Information:
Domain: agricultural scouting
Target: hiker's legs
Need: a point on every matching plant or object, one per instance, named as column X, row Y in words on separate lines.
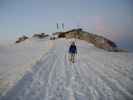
column 73, row 56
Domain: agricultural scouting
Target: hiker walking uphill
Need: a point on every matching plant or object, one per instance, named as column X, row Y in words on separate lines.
column 72, row 52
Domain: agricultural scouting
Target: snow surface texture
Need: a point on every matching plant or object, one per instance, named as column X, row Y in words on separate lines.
column 96, row 75
column 16, row 59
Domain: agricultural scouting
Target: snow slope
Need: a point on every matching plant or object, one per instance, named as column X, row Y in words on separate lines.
column 16, row 59
column 96, row 75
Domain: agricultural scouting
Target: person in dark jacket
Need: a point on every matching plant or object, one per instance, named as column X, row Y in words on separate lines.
column 72, row 52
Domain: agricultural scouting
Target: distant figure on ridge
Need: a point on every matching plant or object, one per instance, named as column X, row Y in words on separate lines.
column 72, row 52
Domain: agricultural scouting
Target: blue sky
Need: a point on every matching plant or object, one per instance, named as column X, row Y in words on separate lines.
column 113, row 18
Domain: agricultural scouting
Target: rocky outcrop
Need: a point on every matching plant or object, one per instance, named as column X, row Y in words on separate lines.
column 20, row 39
column 40, row 36
column 96, row 40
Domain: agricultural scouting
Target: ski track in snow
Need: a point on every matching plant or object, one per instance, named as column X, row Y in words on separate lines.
column 90, row 78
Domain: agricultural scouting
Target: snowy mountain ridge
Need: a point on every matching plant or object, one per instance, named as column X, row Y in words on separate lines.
column 40, row 70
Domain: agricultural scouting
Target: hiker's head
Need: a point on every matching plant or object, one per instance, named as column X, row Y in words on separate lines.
column 73, row 43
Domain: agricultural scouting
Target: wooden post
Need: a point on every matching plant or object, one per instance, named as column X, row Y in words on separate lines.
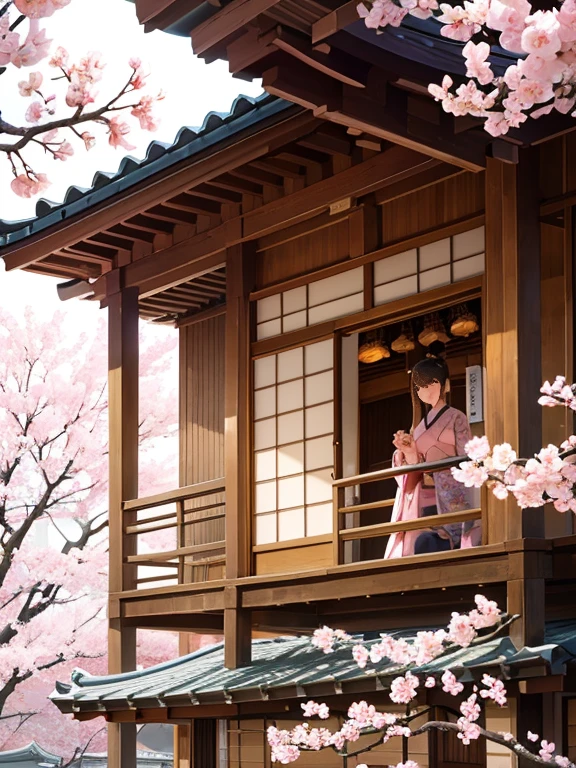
column 512, row 327
column 123, row 420
column 239, row 282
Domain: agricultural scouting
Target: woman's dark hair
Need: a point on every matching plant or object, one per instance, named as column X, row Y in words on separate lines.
column 432, row 368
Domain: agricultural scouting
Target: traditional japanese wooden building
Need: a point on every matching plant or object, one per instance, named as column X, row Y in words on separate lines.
column 342, row 208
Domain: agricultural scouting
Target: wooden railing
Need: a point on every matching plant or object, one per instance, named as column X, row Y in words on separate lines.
column 360, row 532
column 196, row 551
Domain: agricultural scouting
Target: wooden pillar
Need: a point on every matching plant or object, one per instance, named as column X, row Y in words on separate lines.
column 512, row 327
column 123, row 472
column 239, row 282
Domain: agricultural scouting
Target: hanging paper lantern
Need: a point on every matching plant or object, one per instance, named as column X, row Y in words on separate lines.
column 464, row 322
column 434, row 330
column 404, row 342
column 374, row 349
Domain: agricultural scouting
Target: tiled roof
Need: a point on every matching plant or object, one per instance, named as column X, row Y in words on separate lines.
column 291, row 667
column 218, row 128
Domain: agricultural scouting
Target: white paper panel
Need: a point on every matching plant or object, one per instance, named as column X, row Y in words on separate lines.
column 319, row 452
column 319, row 356
column 290, row 427
column 290, row 492
column 468, row 243
column 290, row 459
column 265, row 529
column 291, row 524
column 335, row 287
column 435, row 254
column 397, row 290
column 318, row 486
column 468, row 267
column 290, row 364
column 266, row 330
column 268, row 308
column 336, row 308
column 264, row 434
column 320, row 420
column 434, row 278
column 319, row 520
column 264, row 402
column 294, row 300
column 264, row 372
column 319, row 388
column 265, row 497
column 294, row 321
column 290, row 396
column 266, row 465
column 395, row 267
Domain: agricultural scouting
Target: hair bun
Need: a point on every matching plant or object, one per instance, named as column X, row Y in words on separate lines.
column 436, row 349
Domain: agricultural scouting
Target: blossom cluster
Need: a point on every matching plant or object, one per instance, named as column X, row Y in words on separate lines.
column 542, row 80
column 549, row 476
column 363, row 719
column 425, row 646
column 80, row 80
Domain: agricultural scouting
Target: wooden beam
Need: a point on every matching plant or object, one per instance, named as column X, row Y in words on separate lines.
column 387, row 168
column 233, row 17
column 512, row 328
column 382, row 114
column 174, row 180
column 334, row 21
column 123, row 420
column 240, row 268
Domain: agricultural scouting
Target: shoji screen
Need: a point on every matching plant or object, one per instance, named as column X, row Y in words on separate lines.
column 293, row 443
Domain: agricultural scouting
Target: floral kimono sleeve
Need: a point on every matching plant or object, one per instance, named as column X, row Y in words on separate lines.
column 462, row 433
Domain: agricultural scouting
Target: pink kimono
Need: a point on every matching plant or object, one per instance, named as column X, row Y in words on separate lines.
column 442, row 433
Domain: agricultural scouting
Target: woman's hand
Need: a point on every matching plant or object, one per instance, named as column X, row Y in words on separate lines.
column 404, row 442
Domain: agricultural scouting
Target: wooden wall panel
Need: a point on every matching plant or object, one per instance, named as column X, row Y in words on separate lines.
column 202, row 360
column 432, row 207
column 303, row 254
column 294, row 559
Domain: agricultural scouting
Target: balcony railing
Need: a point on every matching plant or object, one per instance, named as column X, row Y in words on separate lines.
column 184, row 544
column 362, row 532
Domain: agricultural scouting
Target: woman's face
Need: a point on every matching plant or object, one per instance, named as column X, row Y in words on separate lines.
column 430, row 394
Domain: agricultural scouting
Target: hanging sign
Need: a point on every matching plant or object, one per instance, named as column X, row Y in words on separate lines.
column 474, row 399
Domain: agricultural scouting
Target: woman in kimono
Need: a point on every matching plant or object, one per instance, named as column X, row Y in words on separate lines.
column 438, row 433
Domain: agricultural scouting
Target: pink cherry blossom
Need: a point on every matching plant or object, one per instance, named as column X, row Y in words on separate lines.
column 547, row 750
column 34, row 112
column 27, row 186
column 496, row 690
column 36, row 9
column 117, row 130
column 64, row 151
column 450, row 684
column 28, row 87
column 476, row 64
column 403, row 689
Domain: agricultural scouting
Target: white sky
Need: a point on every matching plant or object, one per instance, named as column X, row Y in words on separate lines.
column 192, row 90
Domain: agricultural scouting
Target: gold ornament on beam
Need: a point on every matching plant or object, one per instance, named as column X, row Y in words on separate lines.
column 434, row 330
column 373, row 349
column 464, row 322
column 404, row 342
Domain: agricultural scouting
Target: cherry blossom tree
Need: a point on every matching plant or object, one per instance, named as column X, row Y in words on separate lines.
column 65, row 106
column 366, row 728
column 53, row 515
column 541, row 43
column 547, row 477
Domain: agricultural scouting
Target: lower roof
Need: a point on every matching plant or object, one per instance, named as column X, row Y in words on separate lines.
column 290, row 667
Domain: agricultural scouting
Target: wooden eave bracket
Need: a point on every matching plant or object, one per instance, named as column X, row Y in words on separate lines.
column 382, row 112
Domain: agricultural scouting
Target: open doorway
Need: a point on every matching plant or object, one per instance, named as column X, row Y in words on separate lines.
column 385, row 356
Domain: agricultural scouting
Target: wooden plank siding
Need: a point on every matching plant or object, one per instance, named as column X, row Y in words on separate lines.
column 202, row 364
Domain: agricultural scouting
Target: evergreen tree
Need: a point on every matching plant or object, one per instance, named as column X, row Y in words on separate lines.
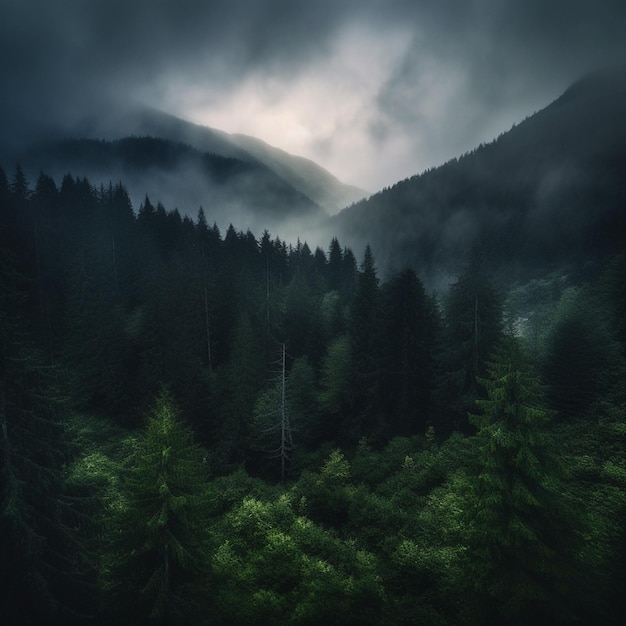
column 407, row 345
column 521, row 539
column 472, row 329
column 44, row 577
column 158, row 536
column 363, row 332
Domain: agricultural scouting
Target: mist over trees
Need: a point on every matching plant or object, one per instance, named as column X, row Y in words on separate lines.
column 200, row 426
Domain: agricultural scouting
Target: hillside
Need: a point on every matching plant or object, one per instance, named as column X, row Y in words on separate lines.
column 230, row 189
column 302, row 174
column 549, row 192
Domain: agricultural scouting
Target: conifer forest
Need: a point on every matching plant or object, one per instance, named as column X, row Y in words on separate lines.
column 225, row 428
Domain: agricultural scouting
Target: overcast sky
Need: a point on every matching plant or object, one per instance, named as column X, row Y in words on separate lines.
column 374, row 91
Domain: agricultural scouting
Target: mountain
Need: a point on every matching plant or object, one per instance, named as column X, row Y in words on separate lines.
column 302, row 174
column 244, row 192
column 549, row 192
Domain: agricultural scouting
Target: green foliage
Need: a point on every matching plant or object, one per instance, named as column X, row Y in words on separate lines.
column 583, row 360
column 158, row 536
column 277, row 567
column 520, row 527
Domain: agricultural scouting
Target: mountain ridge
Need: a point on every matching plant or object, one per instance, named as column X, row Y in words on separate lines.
column 547, row 191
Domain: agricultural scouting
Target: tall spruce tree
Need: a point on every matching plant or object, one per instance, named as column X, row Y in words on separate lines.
column 521, row 539
column 363, row 333
column 158, row 536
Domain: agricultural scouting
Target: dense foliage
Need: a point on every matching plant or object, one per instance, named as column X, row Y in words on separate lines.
column 200, row 428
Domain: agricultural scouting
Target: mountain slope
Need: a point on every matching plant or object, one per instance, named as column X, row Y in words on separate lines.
column 302, row 174
column 246, row 193
column 550, row 191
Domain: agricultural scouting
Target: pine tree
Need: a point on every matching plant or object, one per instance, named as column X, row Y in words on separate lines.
column 158, row 537
column 472, row 328
column 521, row 538
column 363, row 332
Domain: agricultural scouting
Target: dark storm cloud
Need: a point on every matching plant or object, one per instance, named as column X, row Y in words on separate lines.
column 468, row 68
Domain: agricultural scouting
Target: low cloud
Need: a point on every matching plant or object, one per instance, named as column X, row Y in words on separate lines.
column 374, row 91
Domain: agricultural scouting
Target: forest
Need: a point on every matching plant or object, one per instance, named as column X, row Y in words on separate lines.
column 230, row 429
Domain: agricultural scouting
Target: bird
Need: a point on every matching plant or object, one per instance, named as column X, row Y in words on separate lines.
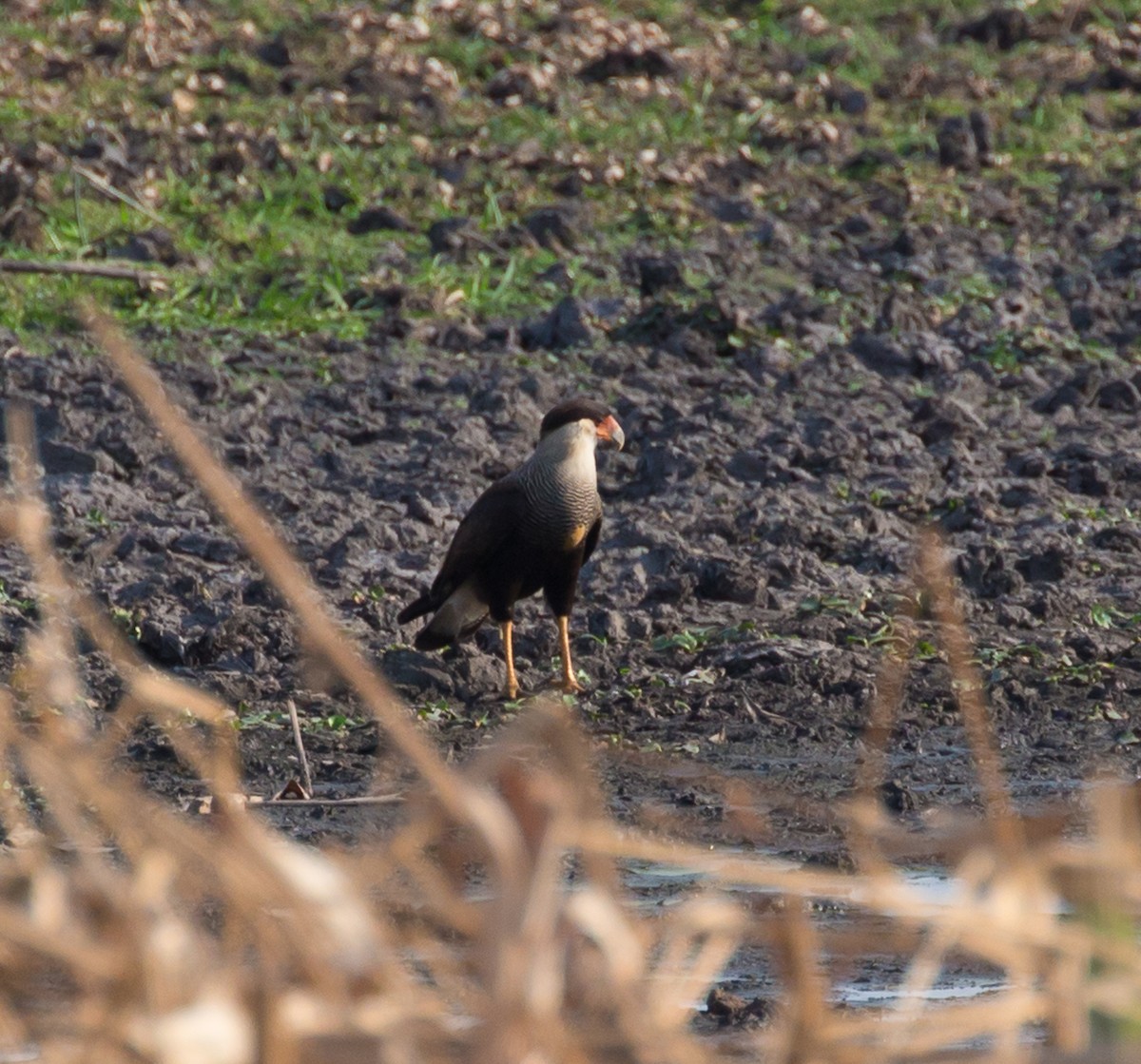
column 530, row 531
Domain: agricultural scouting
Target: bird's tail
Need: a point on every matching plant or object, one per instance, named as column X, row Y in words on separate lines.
column 414, row 609
column 461, row 613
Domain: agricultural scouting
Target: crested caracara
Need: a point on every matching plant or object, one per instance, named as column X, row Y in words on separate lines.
column 532, row 530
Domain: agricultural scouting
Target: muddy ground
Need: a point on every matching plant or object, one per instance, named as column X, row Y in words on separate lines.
column 758, row 529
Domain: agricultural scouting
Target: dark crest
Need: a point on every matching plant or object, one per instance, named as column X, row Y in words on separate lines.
column 573, row 410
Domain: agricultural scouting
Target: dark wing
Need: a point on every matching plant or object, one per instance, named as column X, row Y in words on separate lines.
column 492, row 518
column 588, row 547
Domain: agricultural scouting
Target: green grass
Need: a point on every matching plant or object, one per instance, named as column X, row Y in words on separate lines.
column 262, row 255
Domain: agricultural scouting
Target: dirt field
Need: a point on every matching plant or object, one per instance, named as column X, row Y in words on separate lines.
column 757, row 532
column 855, row 295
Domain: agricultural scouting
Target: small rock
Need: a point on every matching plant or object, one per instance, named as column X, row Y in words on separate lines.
column 61, row 459
column 1121, row 396
column 336, row 198
column 564, row 326
column 420, row 672
column 629, row 63
column 656, row 273
column 1002, row 28
column 274, row 52
column 449, row 234
column 957, row 144
column 551, row 227
column 899, row 797
column 1047, row 567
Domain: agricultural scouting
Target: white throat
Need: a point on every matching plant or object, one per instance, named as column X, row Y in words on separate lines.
column 571, row 450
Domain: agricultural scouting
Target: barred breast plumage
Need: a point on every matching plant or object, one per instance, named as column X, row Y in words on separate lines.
column 530, row 531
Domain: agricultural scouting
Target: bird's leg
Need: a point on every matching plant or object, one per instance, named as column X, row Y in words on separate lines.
column 512, row 687
column 570, row 684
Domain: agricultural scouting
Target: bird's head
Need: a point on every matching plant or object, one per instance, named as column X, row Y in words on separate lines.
column 592, row 416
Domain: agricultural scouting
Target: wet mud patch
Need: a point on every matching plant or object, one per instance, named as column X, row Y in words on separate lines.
column 756, row 536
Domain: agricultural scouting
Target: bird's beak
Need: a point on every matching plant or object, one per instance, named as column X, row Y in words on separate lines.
column 610, row 433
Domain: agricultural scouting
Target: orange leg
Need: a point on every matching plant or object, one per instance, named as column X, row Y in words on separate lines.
column 570, row 684
column 512, row 687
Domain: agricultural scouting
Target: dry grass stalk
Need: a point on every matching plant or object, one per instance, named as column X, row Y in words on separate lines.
column 142, row 934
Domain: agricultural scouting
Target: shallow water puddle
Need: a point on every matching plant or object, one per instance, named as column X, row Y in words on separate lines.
column 872, row 980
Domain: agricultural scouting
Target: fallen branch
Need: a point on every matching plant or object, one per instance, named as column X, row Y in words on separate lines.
column 87, row 269
column 115, row 193
column 205, row 805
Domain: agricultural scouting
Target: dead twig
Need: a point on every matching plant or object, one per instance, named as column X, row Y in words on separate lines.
column 325, row 803
column 109, row 189
column 146, row 278
column 306, row 778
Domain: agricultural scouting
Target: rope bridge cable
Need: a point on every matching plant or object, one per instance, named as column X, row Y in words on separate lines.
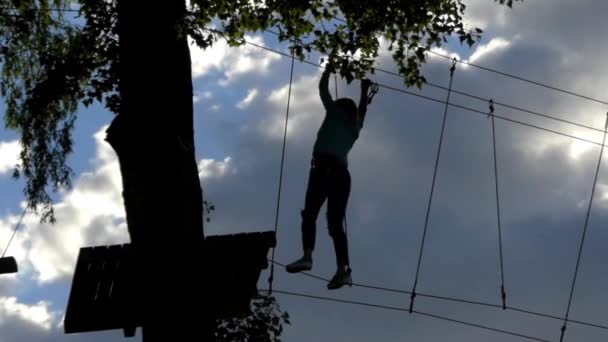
column 457, row 300
column 582, row 243
column 519, row 78
column 479, row 98
column 395, row 308
column 14, row 232
column 276, row 219
column 469, row 109
column 428, row 210
column 498, row 217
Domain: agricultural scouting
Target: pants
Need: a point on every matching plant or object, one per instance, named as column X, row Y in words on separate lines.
column 329, row 179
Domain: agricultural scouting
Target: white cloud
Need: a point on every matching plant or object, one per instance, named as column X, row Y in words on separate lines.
column 211, row 168
column 202, row 95
column 251, row 95
column 90, row 214
column 38, row 315
column 9, row 155
column 495, row 45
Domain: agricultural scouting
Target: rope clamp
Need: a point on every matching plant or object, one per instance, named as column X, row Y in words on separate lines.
column 413, row 295
column 453, row 68
column 374, row 88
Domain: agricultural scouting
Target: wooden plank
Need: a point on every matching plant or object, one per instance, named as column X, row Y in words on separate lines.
column 8, row 265
column 106, row 294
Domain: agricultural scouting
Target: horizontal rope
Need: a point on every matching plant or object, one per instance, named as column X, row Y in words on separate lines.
column 394, row 308
column 457, row 300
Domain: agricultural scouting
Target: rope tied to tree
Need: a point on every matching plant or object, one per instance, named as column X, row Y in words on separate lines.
column 428, row 210
column 14, row 232
column 582, row 243
column 276, row 219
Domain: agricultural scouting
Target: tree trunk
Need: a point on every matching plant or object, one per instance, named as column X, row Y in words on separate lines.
column 154, row 141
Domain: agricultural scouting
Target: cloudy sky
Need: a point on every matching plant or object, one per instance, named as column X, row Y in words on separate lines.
column 240, row 101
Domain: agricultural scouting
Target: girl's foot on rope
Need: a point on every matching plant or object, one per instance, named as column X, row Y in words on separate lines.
column 341, row 278
column 302, row 264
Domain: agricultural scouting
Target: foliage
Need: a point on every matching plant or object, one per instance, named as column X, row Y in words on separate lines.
column 263, row 324
column 51, row 65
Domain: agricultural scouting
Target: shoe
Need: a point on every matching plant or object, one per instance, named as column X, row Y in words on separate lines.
column 299, row 265
column 341, row 278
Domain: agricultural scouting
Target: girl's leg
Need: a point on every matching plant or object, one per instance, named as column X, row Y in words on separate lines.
column 339, row 192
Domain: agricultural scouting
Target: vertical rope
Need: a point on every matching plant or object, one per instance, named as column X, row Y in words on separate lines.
column 580, row 249
column 276, row 219
column 428, row 211
column 336, row 92
column 498, row 216
column 14, row 232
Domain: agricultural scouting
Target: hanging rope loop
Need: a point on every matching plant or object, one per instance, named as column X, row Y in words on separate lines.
column 276, row 219
column 582, row 243
column 563, row 329
column 412, row 297
column 503, row 293
column 428, row 209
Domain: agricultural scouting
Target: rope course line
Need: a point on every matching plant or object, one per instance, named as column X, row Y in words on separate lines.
column 276, row 219
column 456, row 300
column 469, row 109
column 394, row 308
column 436, row 168
column 503, row 293
column 582, row 243
column 482, row 99
column 519, row 78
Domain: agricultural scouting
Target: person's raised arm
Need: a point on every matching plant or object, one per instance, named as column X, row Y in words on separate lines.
column 363, row 100
column 324, row 87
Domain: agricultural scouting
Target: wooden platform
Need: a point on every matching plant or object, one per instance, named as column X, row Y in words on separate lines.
column 107, row 291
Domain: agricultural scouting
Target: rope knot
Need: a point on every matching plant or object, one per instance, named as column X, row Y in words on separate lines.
column 412, row 297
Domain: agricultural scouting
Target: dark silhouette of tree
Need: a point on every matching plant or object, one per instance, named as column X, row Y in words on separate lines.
column 51, row 66
column 263, row 324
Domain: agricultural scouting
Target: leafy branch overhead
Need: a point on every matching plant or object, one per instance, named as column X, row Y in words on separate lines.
column 51, row 65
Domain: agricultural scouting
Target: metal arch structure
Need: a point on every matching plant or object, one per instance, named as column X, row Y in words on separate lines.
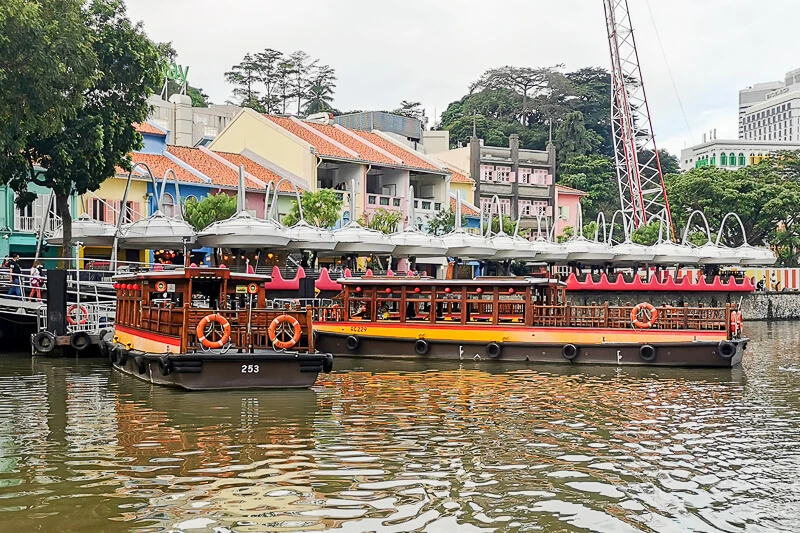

Activity:
Every line above with the word "grass" belongs in the answer, copied as written.

Written solution:
Target: green grass
Target: dry grass stalk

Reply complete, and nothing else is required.